**FRAGMENTO CITADO:**
────────────────

Es tal el impacto global de este fenómeno tecnológico, que un directivo de Huawei ha declarado a la defensiva que nuestros móviles no tienen ideología, o que el presidente de esta compañía haya manifestado hace pocos días en Barcelona que el tema de la ciberseguridad es algo tecnológico, no es algo que deba decidir la política, pocos días después de un tweet de Trump sobre un misterioso 6G, probablemente para animar a la tropa por el liderazgo global en 5G que lidera esa compañía china. Un pulso que, unido a los 154 apagones de internet en los dos últimos años, la mayoría en países africanos, coincidente con ese reciente anuncio de Rusia de su intención de poder desconectarse de la red de redes cuando quiera, y con los europeos titubeando con una insoportable levedad del ser reactivo de sus instituciones, con Bruselas “encendiendo las alarmas” sobre las empresas tecnológicas chinas, nos muestra que el devenir conflictivo de las ideas, que gobernaba hasta nuestros días los diferentes rincones del planeta, ha sido desplazado por una descarnada pugna territorial ahora iluminada por un nuevo momento tecnológico.

────────────────

**DATOS MOSTRADOS:**
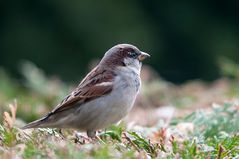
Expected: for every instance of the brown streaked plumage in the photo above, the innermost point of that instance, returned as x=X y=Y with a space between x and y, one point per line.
x=92 y=105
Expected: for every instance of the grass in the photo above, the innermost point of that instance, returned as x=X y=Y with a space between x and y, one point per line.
x=200 y=131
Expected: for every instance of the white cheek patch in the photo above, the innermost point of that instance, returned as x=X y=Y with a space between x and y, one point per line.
x=133 y=64
x=104 y=84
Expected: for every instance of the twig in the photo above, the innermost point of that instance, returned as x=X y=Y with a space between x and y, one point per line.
x=131 y=142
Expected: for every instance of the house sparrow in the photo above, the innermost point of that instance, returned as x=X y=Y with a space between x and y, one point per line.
x=103 y=97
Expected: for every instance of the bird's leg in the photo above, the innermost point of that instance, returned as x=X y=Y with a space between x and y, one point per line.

────────────────

**TAREA:** Escribe todos los nombres propios de lugares que salen en el fragmento sobre el 5G, en el mismo orden en que aparecen. Las filas son un material aparte, distinto del fragmento.

**PROBLEMA RESUELTO:** Barcelona, Rusia, Bruselas